=== YOUR TASK ===
Print the listing below exactly as written.

=== DATA SHOWN ===
▼▼▼
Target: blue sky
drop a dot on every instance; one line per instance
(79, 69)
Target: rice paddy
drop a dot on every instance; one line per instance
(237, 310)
▲▲▲
=== THE COMPLETED TASK ===
Target: blue sky
drop a dot on every instance; one line per instance
(79, 69)
Target: rice paddy
drop a dot on every instance; one line per instance
(237, 310)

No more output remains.